「デウス・エクス・マキーナ」を使い、大学の方は順調に後期の講義が進んでいる。
昨年は専用テキストがなかったため、非常に苦労した覚えがある。
昨年、多忙な中、時間をやりくりして、無理矢理にでもこのテキストの草稿をまとめていたおかげで、後期にはテキストが間に合った。本当に良かった。
大学の講義に使用できるミステリー論考の著作というものは、私はお目にかかったことがない。が、単なる不勉強かもしれない。もし、いいものがあれば教えて頂きたい。
一度は、島田荘司先生の「本格ミステリー宣言」などもテキストに使用しようかと思ったが、適切なのは一部だけで、他の部分は対談やエッセイで構成されているため、半期の大学の授業には不適切だった(もっとも大いに参考にさせて頂きました)。
「デウス・エクス・マキーナ」は堅苦しい文学論にならないよう、活字離れの進んだ若者たちにも読みやすく、心を砕いて書いた。
結果、大学の講義の最中にも結構真面目に読んでいる子がいて、興味深い。
彼らにとっては「デウス・エクス・マキーナ」は必要上読まなければならない本にすぎないのだが、それでも読むに耐える本になっているらしい。
ひょっとすると彼らはたんに本の面白さを今まで知らずに来ただけなのかもしれない。
こういうきっかけがあり、そのとき手にしている本がある程度面白ければ、もしかすると彼らも本の良さに目覚めてくれるかもしれない。
そんな一助になれば嬉しい。
私は講義でもテキストを読み上げることをメインに置いた講義はしていない。
むしろほとんど読まずに進め(もちろん、テキストには沿っている内容)、強調したいところ、記憶させたいところなどでテキストの一文を読み上げるようにしている。
生徒からの意見や感想は、できるだけプリントに書かせるようにして、次の講義に反映させるようにしている。
「質問はないか」といっても、最近の学生はおとなしくて発言はほとんど期待できないからだ。もちろん、一応、聞きますが。

_ _ _ _

(課題の内容): 本文のうち「一度は、島田荘司先生の」で始まる段落を、主な事実を残したまま短い箇条書きに直してください。 本文だけを手がかりにしてください。

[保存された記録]

_ _ _ _

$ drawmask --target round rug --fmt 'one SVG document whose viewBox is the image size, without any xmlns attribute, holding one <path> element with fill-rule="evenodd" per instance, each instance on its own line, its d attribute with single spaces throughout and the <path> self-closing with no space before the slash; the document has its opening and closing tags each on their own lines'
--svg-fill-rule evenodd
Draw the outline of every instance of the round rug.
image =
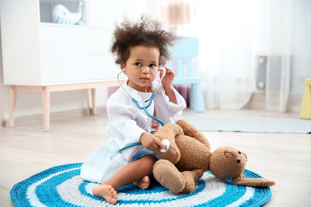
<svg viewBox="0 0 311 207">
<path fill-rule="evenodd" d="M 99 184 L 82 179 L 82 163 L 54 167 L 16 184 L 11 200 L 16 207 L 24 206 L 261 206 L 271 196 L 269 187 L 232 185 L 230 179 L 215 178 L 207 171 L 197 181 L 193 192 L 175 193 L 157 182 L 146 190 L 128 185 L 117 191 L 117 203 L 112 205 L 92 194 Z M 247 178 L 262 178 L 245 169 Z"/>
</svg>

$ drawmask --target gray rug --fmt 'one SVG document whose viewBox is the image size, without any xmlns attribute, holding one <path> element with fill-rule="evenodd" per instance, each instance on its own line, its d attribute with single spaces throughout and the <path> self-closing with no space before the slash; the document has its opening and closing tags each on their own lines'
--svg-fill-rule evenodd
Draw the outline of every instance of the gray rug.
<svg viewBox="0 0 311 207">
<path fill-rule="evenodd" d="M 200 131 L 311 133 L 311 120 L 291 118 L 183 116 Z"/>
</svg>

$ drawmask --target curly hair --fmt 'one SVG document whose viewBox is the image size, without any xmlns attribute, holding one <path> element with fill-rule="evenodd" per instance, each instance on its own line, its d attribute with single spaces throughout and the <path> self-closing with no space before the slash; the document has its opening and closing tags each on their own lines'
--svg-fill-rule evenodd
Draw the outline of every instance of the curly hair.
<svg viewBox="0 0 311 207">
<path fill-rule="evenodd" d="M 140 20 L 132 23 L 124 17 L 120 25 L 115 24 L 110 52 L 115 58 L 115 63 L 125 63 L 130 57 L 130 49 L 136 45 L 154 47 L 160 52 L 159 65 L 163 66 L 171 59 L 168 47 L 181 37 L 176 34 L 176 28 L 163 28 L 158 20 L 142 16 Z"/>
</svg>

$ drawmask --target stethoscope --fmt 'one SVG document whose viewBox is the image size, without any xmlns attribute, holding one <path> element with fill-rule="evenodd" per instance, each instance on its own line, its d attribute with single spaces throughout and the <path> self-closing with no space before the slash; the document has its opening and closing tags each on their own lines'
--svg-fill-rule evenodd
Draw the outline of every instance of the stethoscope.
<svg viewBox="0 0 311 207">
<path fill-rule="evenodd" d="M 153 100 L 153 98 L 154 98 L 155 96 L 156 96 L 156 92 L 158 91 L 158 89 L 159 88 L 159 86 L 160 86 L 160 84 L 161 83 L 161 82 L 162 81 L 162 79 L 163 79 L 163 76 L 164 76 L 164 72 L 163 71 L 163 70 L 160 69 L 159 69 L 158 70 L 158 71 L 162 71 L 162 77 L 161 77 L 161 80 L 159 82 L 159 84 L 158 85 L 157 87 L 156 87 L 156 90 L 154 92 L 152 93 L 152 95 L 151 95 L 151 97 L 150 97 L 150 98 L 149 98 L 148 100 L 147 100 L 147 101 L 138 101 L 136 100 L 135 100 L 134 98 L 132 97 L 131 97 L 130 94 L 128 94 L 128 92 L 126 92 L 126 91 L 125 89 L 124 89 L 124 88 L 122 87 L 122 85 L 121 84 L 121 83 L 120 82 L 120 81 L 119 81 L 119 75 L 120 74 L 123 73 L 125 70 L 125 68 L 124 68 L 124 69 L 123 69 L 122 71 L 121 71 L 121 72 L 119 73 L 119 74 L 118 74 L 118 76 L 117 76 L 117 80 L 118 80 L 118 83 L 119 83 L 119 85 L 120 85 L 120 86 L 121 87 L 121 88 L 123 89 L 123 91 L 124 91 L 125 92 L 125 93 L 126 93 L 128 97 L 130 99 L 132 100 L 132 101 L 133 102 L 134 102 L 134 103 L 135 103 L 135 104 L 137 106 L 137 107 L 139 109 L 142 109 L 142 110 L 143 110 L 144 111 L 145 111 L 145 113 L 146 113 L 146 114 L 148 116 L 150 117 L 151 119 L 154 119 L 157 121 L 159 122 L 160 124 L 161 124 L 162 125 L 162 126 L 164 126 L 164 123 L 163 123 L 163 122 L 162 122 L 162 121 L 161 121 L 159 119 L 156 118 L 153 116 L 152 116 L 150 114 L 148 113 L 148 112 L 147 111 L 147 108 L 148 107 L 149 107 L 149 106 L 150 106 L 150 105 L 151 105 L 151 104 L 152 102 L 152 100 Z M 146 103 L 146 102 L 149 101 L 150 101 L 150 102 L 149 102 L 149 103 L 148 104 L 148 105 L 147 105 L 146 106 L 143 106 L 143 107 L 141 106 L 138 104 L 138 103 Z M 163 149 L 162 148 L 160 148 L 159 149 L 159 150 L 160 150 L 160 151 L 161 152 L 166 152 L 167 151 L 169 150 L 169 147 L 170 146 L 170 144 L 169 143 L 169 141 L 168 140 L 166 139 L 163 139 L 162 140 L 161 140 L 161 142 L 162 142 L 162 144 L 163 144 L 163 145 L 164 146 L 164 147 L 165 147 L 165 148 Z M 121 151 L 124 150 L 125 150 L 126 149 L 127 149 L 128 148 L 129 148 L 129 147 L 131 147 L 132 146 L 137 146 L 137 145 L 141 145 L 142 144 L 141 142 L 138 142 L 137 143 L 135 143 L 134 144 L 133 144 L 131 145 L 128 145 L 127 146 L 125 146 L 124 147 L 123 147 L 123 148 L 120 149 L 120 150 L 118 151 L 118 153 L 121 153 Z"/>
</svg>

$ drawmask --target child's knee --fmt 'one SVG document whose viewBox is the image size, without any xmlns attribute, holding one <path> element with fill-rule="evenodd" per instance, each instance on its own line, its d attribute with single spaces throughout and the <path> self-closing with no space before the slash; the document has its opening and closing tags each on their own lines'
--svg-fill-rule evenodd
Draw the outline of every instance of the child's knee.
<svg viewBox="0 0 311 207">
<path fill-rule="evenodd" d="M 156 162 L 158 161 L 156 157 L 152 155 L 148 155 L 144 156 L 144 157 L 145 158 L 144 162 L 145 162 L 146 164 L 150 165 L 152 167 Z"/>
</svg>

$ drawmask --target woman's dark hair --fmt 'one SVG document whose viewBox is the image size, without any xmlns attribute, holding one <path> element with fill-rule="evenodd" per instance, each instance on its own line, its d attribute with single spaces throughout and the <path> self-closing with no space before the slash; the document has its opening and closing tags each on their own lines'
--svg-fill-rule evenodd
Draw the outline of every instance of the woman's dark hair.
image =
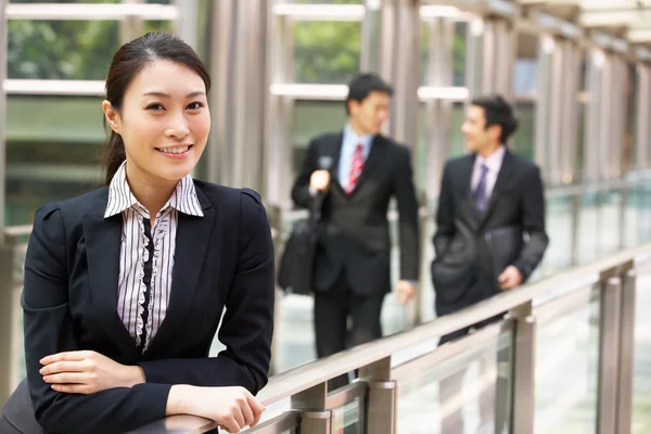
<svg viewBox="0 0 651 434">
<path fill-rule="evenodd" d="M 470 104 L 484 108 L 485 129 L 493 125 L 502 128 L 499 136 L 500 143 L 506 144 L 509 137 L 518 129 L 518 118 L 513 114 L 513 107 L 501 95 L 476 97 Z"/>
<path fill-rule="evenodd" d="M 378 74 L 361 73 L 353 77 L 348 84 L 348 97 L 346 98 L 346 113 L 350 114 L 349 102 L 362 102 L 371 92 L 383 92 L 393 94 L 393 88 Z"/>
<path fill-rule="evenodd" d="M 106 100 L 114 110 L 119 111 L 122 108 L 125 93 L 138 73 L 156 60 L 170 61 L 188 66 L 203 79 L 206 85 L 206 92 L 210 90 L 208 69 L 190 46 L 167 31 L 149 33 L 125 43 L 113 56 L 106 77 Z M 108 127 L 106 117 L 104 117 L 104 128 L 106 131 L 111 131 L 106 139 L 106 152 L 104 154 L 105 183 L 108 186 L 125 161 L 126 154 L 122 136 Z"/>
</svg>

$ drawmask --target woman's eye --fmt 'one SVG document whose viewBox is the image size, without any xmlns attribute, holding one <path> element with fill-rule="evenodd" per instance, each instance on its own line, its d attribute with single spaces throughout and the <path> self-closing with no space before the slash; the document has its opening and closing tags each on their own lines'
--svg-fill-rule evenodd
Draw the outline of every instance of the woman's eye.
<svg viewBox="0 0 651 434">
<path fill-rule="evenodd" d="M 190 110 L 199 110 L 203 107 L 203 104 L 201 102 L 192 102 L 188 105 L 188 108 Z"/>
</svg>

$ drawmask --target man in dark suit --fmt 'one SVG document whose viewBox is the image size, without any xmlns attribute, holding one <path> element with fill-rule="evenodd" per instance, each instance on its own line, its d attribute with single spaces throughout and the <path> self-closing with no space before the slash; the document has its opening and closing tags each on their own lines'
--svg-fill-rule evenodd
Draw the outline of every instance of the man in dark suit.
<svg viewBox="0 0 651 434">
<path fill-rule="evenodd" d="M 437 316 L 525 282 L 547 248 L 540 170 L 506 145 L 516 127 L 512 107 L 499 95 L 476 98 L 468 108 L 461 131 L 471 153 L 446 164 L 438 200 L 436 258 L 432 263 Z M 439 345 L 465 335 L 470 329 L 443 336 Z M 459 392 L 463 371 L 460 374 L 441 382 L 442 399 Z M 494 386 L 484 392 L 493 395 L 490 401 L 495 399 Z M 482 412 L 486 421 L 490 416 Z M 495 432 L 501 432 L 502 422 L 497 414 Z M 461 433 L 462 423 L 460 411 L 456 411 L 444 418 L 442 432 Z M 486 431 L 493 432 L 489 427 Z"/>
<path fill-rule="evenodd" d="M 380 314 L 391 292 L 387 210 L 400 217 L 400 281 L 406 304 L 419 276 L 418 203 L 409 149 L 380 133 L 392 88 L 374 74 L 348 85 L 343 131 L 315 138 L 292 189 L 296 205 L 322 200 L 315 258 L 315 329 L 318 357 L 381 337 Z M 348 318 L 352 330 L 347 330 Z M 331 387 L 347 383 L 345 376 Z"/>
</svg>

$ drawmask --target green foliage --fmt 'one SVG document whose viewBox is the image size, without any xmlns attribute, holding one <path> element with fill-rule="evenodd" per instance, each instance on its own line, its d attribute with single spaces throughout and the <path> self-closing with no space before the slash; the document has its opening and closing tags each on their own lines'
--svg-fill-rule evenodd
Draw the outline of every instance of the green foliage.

_ _ _ _

(解答):
- 島田荘司先生の「本格ミステリー宣言」をテキストに使おうと一度は考えた
- 適切なのは一部だけで、ほかの部分は対談やエッセイで構成されていた
- そのため半期の大学の授業には不適切だった
- ただし大いに参考にはした